- [Text for analysis]
# Found courage, was honest, and now it's in emotional breakdown!! How do you survive??



## mentallydrained (Oct 7, 2010)

Well, with all of the past events, (some of you already have read my threads) I have finally accepted and come found strength to lay my heart and soul out there, even though I know it hurts him like a knife, but I did it, I had to for my own emotional wellbeing. He won't accept any of it!

I thought I was the one to create what I feel are mental breakdowns. I finally got my self mentally to understand that I do need to do what I feel is right for me and my daughter. My daughter in the way fo what she needs from me as her mother. I have the support of my family no matter what.

I went away for weekend and did not want to come back. I for my daughter, but didn't want to for H. I feel good when I'm away. I don't have to worry about what I feel is the 'wrath' when I'm gone. I didn't want to come back as the pattern is a day or so later it's all thrown back at me. He is a revengful person and admits it. In our millions of talks, he said if what I need to be happy, is to not be in this marriage, then I need to come to grips with that, say it, and we will figure it all out. Well, I've done that. 

When I came home from my little weekend, as soon as I walked in the door he cried whole time (infront of our daughter) told me he wasn't going to visit his mom in AZ, that is money he will use towards moving out. I did say I didn't expect it to be that way. Guess I felt we were close enough, not to mention my guilt of him not having a lot of money and his job not so stable, I thought some how we could still 'co-habitate' until things are arranged and settled. Not only to help each of us out financially, but, to not immediately, cold turkey, disrupt our daughters life.

He met with his new pastor, came home, again...with a completely different outlook. Begging for my forgiveness, saying he once again has spoken words he didn't mean that shouldn't be. My head immediately went into overdrive and at high speed! WHAT is going on??? He is saying all this (again with our daughter there) and I tell him we will talk later.

After daugther in bed, it starts. He says the pastor made him realize he's wrong, his thinking is wrong, his actions, and that everything H has told him, is completely salvagable. There's been no infidelity, and all that has happend can be corrected but only if we BOTH want it to. H is now reciting to me what the Bible says. That he took a vow, an oath, a commitment, and no matter what God and the Bible tell him to stand by that no matter what. He is not accepting that I say I'm no In love with him anymore. He says 'yes at one time you REALLY loved me' which means, you can again. He repeats to me about how I come from a very close family, a very strong bonded family and that is why he knew by marrying me we would be happily ever after. I told him that is one of my guilts...being a dissapointment to family. He has now used that card against me.

- [Data section]
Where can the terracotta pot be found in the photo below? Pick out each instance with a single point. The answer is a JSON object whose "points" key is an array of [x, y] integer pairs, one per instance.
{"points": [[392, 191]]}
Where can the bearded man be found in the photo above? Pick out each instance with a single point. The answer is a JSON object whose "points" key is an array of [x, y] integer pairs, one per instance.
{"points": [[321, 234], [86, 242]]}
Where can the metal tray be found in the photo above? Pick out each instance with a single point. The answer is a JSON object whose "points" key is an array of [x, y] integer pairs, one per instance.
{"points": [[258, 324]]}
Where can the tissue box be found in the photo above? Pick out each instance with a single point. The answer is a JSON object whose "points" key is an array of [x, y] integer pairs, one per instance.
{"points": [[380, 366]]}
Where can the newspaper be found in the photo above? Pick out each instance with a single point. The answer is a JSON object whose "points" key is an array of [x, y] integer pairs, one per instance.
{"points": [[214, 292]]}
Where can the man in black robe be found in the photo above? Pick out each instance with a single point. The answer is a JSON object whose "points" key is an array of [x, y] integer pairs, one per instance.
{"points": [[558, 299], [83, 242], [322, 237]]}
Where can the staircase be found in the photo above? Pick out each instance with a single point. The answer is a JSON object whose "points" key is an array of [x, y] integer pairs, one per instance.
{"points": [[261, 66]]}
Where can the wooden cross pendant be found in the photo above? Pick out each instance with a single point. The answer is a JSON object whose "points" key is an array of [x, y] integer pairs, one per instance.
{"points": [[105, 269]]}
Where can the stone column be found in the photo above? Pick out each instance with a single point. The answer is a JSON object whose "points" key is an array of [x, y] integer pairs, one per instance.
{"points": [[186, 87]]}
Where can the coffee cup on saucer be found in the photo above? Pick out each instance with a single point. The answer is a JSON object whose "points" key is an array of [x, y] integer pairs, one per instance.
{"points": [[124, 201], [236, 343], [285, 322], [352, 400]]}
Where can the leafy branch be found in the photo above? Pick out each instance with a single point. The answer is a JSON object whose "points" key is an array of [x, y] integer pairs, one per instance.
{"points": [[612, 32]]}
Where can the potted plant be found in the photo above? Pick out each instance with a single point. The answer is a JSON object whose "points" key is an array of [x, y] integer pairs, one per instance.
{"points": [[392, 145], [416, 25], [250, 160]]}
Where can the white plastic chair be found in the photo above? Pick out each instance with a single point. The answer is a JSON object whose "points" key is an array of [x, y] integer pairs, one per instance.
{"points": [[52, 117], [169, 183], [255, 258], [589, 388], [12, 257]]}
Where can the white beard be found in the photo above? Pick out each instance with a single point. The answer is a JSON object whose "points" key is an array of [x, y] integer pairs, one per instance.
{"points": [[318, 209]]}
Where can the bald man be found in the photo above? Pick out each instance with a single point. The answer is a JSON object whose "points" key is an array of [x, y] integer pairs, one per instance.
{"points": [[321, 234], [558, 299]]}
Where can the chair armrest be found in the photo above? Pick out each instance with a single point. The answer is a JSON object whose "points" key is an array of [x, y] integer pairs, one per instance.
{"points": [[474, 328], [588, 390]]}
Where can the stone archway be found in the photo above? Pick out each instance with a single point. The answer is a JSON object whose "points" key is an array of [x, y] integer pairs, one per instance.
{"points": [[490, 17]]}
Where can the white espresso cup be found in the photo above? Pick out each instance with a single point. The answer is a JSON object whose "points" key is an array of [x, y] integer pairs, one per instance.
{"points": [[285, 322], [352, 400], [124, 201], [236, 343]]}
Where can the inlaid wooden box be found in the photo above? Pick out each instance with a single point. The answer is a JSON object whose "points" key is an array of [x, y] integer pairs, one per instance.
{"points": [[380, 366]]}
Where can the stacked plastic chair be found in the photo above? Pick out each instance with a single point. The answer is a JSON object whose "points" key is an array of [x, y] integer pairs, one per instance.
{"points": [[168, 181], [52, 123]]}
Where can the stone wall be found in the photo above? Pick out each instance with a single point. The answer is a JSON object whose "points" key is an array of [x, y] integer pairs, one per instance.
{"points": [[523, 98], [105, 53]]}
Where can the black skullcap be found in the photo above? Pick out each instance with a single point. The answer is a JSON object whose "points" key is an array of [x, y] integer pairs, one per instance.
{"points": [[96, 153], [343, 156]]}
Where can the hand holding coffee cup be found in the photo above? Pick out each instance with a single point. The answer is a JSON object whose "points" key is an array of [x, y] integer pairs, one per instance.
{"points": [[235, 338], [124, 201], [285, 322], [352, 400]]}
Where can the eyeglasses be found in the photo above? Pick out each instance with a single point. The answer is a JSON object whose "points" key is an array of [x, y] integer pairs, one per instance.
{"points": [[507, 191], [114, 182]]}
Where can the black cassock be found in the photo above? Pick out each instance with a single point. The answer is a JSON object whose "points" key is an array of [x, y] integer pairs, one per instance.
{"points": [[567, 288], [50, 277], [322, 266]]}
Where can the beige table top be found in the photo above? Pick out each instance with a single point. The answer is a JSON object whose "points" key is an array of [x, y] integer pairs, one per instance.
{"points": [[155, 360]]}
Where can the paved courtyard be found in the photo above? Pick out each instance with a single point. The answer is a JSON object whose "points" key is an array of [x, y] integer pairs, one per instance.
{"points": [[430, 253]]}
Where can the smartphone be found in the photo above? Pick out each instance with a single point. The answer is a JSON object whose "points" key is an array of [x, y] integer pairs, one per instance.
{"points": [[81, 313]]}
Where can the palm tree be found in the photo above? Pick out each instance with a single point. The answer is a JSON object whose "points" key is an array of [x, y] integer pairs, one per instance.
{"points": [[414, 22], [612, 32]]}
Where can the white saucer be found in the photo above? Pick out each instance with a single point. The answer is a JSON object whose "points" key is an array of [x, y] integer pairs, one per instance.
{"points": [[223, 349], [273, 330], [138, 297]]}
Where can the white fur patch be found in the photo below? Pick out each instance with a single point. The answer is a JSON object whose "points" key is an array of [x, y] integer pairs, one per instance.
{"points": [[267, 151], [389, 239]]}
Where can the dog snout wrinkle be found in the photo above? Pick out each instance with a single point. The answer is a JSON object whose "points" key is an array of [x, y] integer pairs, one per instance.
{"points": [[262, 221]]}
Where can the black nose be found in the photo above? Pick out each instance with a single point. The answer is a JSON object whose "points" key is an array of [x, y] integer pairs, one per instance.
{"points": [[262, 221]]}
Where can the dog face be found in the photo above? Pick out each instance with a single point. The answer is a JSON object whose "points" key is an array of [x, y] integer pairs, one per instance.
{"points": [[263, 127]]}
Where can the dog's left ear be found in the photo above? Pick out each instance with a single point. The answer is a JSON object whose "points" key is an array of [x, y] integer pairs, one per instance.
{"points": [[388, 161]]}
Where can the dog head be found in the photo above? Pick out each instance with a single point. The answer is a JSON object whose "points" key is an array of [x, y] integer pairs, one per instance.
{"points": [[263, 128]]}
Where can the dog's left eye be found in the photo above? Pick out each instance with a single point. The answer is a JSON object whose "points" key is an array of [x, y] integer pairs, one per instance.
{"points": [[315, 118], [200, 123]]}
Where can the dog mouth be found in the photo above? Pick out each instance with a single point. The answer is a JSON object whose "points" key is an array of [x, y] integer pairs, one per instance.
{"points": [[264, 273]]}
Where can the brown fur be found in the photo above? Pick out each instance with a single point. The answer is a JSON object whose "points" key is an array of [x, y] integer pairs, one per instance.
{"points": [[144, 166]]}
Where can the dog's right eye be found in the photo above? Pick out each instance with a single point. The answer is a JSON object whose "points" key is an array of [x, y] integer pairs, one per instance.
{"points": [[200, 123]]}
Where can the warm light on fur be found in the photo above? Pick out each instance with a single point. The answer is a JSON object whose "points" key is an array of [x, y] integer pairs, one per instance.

- [List of tasks]
1. Answer these questions about the forum post on the marriage:
(a) Which state was the husband going to skip visiting his mom in?
(b) Whom did he meet with before coming home with a completely different outlook?
(c) What does the writer say they have no matter what?
2. Extend the forum post on the marriage, picking up right after its final sentence.
The rows have no connection to the forum post.

- [Answers to the exercise]
1.
(a) AZ.
(b) His new pastor.
(c) The support of their family.

2.
He reinformed me how I never want to ruin Sadies life, or his. He says he is a product of divorce, his son is a product of divorce, divorces ruin childrens lives. They put children insituations that create for them to not have good strong lives. If I want to do whats right by my daughter, I need to find away to make sure she stays in a both parent environment. Not seperated homes.

He said the pastor offered to counsel us, but only us together, not seperate. I told him I just feel we are wanting different things, he is wanting a different life than I now. He talked and talked and all I could do is sit there. I'm so done with the rollercoaster...I need off of it! After many statements, etc...he then says....if you cared about me and our daughter at all...you will go and talk with pastor...and then see if you still feel you need out of this marriage. I didn't respond. Then he says "if your heart is not in it, then I guess it's wasting his time, and I'm not sure what we do from here". I looked at him, starting crying and said...my heart is not in it anymore.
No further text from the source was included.